Render every line of the records below as a Markdown table with the columns "Row" and "Line text", numbering the rows in order and omitting blank lines.
=== PROVIDED ENTRIES ===
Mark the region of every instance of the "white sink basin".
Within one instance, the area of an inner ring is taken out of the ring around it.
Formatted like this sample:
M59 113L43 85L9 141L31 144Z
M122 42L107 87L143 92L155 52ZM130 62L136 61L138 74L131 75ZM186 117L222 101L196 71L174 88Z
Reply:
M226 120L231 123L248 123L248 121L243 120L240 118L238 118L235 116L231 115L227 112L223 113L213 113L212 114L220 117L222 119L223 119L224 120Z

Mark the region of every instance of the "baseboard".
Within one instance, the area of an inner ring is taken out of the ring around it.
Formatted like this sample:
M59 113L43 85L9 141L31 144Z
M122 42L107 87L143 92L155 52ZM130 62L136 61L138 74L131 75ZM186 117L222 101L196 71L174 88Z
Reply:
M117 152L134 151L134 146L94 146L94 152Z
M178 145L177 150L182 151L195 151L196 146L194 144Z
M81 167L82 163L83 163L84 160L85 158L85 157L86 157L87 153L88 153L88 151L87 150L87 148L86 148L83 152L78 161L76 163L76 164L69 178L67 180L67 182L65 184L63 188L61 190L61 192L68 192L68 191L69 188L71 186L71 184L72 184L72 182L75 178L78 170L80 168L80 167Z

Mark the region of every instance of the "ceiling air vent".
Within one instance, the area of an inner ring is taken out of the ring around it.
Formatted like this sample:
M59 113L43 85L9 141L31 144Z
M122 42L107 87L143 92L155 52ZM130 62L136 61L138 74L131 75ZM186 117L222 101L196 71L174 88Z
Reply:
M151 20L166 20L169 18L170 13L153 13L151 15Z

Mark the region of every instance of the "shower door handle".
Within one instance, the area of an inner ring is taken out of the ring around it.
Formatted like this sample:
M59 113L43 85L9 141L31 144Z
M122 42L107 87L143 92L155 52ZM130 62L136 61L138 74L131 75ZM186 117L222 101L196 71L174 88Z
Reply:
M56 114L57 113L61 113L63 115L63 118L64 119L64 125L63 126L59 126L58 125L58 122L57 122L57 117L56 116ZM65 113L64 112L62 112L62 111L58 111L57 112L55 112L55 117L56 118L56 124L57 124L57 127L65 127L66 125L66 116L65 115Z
===
RESULT OF THE EXERCISE:
| Row | Line text |
|---|---|
| 1 | Mark the region of every instance of the "white sink basin". |
| 2 | Within one instance, the area of an inner ring is taken out of the ring around it. |
| 3 | Formatted like this sample: |
| 4 | M59 113L43 85L9 141L31 144Z |
| 5 | M122 42L107 87L143 92L155 52ZM130 62L136 61L138 74L131 75ZM186 117L222 101L196 71L174 88Z |
| 6 | Reply: |
| 7 | M226 120L231 123L248 123L248 121L243 120L240 118L238 118L235 116L231 115L227 112L223 113L213 113L212 114L220 117L222 119L223 119L224 120Z |
| 8 | Mark the region of every instance of the "baseboard". |
| 9 | Within one instance, the area of an inner ring is taken out of the ring around it. |
| 10 | Formatted like this sample: |
| 11 | M59 113L43 85L9 141L31 144Z |
| 12 | M122 42L107 87L143 92L155 52ZM130 62L136 61L138 74L131 75ZM186 117L222 101L196 71L174 88Z |
| 13 | Reply: |
| 14 | M117 152L134 151L134 146L94 146L94 152Z |
| 15 | M178 145L177 150L182 151L195 151L196 146L194 144Z |
| 16 | M81 167L82 163L83 163L84 160L85 158L85 157L86 157L87 153L88 153L88 151L87 150L87 148L86 148L83 152L78 161L76 163L76 164L69 178L67 180L67 182L65 184L63 188L61 190L61 192L68 192L68 191L69 188L71 186L71 184L72 184L72 182L75 178L78 170L80 168L80 167Z |
| 17 | Mark the region of every instance of the "ceiling air vent". |
| 18 | Within one instance, the area of an inner ring is taken out of the ring around it. |
| 19 | Formatted like this sample: |
| 20 | M59 113L43 85L9 141L31 144Z |
| 21 | M122 42L107 87L143 92L155 52ZM130 62L136 61L138 74L131 75ZM186 117L222 101L196 71L174 88Z |
| 22 | Reply: |
| 23 | M151 20L166 20L169 18L170 13L153 13L151 15Z |
| 24 | Mark the region of every instance of the "shower door handle". |
| 25 | Within one instance, the area of an inner ring is taken out of the ring around it. |
| 26 | Formatted like this sample: |
| 27 | M59 113L43 85L9 141L31 144Z |
| 28 | M122 42L107 87L143 92L155 52ZM130 62L136 61L138 74L131 75ZM186 117L222 101L196 71L174 88Z |
| 29 | Reply: |
| 30 | M56 114L57 113L61 113L63 115L63 118L64 119L64 125L63 126L59 126L58 125L58 122L57 122L57 117L56 116ZM65 113L64 112L62 112L62 111L58 111L57 112L55 112L55 117L56 118L56 124L57 124L57 127L65 127L66 125L66 116L65 115Z |